■ Obiettivo 1
Secondo il testo estratto, entro quale anno la Cina punta a raggiungere il net zero?
--- Testo estratto ---
4. La Cina, ovvero il recinto dimezzato. Lo steccato è in Occidente; ma in Oriente la globalizzazione è ancora possibile. Si rischia sanzionando di essere inefficaci; e insieme, e soprattutto, di benedire il formarsi e il rinsaldarsi di un blocco Cina-Russia contrapposto al blocco occidentale. Che avrebbe tra l’altro come possibile esito quello di creare due catene di approvvigionamento reciprocamente indipendenti 4. Due (semi)globalizzazioni al posto di una. Laddove la rappresentazione è estrema (che l’interscambio se pur antagonista continui e anzi si arricchisca sarebbe nell’interesse di entrambi); ma serve a sottolineare come in prospettiva questa divisione lascerebbe nelle mani e sotto il controllo dell’«altro» una quota più che preponderante dei minerali indispensabili (terre rare e quant’altro) alla digitalizzazione e all’energia prossime venture; con ciò riducendo l’Occidente a una condizione di dipendenza e quindi di subalternità.
Segnalo la rappresentazione del rischio, e lascio agli analisti della geopolitica di valutarlo. Qui il punto che interessa è più limitato. E dunque sta nel capire se le sanzioni dell’Occidente siano o meno il fattore scatenante di un asse Russia-Cina.
Proviamoci a raffigurare stato e percorso dello sviluppo russo. Ancora oggi la base economica è fatta di esportazione di risorse e di produzione energivora (metallurgia e dintorni). Fuor di dichiarazioni e buone intenzioni non si vede all’orizzonte un modello di sviluppo alternativo.
Difficile perciò non mantenere come priorità il mantenimento e se possibile la crescita sine die della rendita fossile. L’Europa annuncia impegno estremo alla decarbonizzazione, e dunque (già da tempo prima dell’invasione) non fa che ripetere alla Russia che non vede l’ora di non essere più suo cliente. La Cina, per contro, ha rispetto a noi spostato in là nel tempo l’orologio della decarbonizzazione. Si dà come obiettivo net zero per il 2060 anziché per il 2050; continua a costruire nuove centrali a carbone; e dipendendo ancora dal carbone per oltre il 60% della propria generazione elettrica ha ampi margini (e politiche dichiarate) di sostituzione della generazione a carbone con quella a gas, con gli analisti che ipotizzano un raddoppio dei consumi di gas naturale da qui al 2035 5. A chi dovrebbe guardare la Russia per prolungare per più tempo possibile la propria rendita fossile? La decarbonizzazione spinge inevitabilmente il russo verso il cinese; e l’Ucraina al più può accelerare un processo che è comunque nelle cose.
--- Dati dell'esercizio ---
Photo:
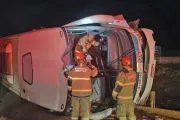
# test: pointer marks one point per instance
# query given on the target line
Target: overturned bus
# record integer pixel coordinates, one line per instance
(31, 63)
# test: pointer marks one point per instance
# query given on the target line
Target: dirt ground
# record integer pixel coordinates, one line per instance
(13, 107)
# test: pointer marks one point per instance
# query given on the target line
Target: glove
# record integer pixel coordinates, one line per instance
(97, 44)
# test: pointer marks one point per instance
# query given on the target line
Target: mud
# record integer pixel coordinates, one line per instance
(12, 107)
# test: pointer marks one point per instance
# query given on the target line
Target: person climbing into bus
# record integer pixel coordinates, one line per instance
(123, 91)
(85, 43)
(79, 84)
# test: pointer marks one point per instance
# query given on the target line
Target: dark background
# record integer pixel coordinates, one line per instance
(161, 16)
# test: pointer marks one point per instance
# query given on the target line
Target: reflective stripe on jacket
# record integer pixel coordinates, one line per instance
(80, 78)
(124, 85)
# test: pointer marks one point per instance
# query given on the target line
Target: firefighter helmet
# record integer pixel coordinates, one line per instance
(79, 56)
(90, 32)
(126, 61)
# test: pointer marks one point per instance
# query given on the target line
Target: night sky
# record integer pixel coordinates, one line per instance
(161, 16)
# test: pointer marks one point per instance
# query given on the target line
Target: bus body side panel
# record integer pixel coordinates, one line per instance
(40, 68)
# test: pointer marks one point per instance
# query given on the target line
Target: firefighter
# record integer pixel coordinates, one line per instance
(123, 91)
(79, 83)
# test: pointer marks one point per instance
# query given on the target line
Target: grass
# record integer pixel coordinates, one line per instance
(166, 84)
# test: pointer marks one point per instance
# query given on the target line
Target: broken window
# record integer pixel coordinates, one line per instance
(27, 68)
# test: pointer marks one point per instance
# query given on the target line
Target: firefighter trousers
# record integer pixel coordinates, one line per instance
(125, 109)
(77, 102)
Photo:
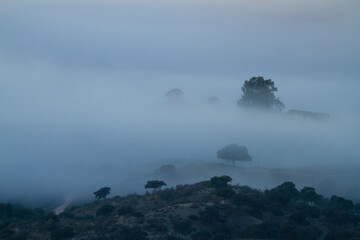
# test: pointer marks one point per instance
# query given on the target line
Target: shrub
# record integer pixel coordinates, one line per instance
(62, 233)
(220, 182)
(183, 227)
(203, 235)
(131, 233)
(225, 192)
(105, 210)
(299, 218)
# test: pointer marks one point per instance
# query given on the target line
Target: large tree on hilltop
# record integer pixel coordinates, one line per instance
(259, 93)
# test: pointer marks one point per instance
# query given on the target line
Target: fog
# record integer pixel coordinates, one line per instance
(82, 89)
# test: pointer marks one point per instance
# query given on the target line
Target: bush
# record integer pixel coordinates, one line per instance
(203, 235)
(338, 217)
(210, 215)
(126, 210)
(340, 234)
(309, 211)
(105, 210)
(225, 192)
(299, 218)
(131, 233)
(220, 182)
(284, 193)
(270, 228)
(183, 227)
(62, 233)
(341, 203)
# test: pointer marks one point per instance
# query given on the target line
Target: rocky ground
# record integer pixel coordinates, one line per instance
(205, 210)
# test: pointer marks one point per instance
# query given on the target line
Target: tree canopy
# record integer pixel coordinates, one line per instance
(234, 153)
(259, 93)
(102, 192)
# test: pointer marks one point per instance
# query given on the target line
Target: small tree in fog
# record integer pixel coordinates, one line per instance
(102, 192)
(259, 93)
(213, 100)
(220, 182)
(234, 152)
(155, 184)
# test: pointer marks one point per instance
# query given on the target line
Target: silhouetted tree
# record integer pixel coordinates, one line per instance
(102, 193)
(259, 93)
(234, 153)
(220, 182)
(155, 184)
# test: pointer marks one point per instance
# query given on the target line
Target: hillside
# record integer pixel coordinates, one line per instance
(205, 210)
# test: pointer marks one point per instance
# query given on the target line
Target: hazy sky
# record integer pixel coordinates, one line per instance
(82, 84)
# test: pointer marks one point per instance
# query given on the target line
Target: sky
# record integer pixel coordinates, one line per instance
(82, 85)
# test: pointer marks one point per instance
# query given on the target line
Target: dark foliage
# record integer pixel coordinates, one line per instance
(203, 235)
(226, 192)
(62, 233)
(183, 227)
(155, 184)
(105, 210)
(131, 233)
(299, 218)
(210, 215)
(309, 194)
(341, 203)
(102, 193)
(259, 93)
(220, 182)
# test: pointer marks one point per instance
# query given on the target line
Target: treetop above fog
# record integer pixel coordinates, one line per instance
(259, 93)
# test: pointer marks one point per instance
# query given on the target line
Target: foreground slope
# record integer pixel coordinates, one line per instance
(206, 210)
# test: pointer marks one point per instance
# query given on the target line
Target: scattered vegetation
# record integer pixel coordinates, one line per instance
(259, 93)
(102, 193)
(211, 210)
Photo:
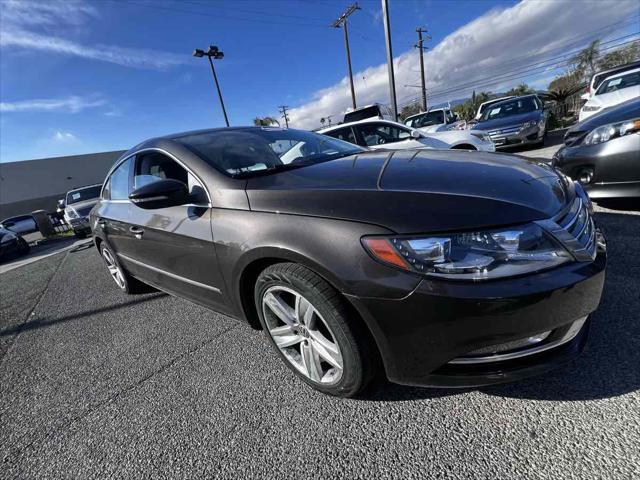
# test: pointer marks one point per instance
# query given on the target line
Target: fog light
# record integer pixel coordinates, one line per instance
(585, 176)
---
■ Obiettivo 2
Raccogli per favore tutte le righe dei record che contengono la parola "dark", distinguendo tra maiuscole e minuscole.

■ Soluzione 1
Entro il 2060.

■ Soluzione 2
Target: dark background
Target: dark foliage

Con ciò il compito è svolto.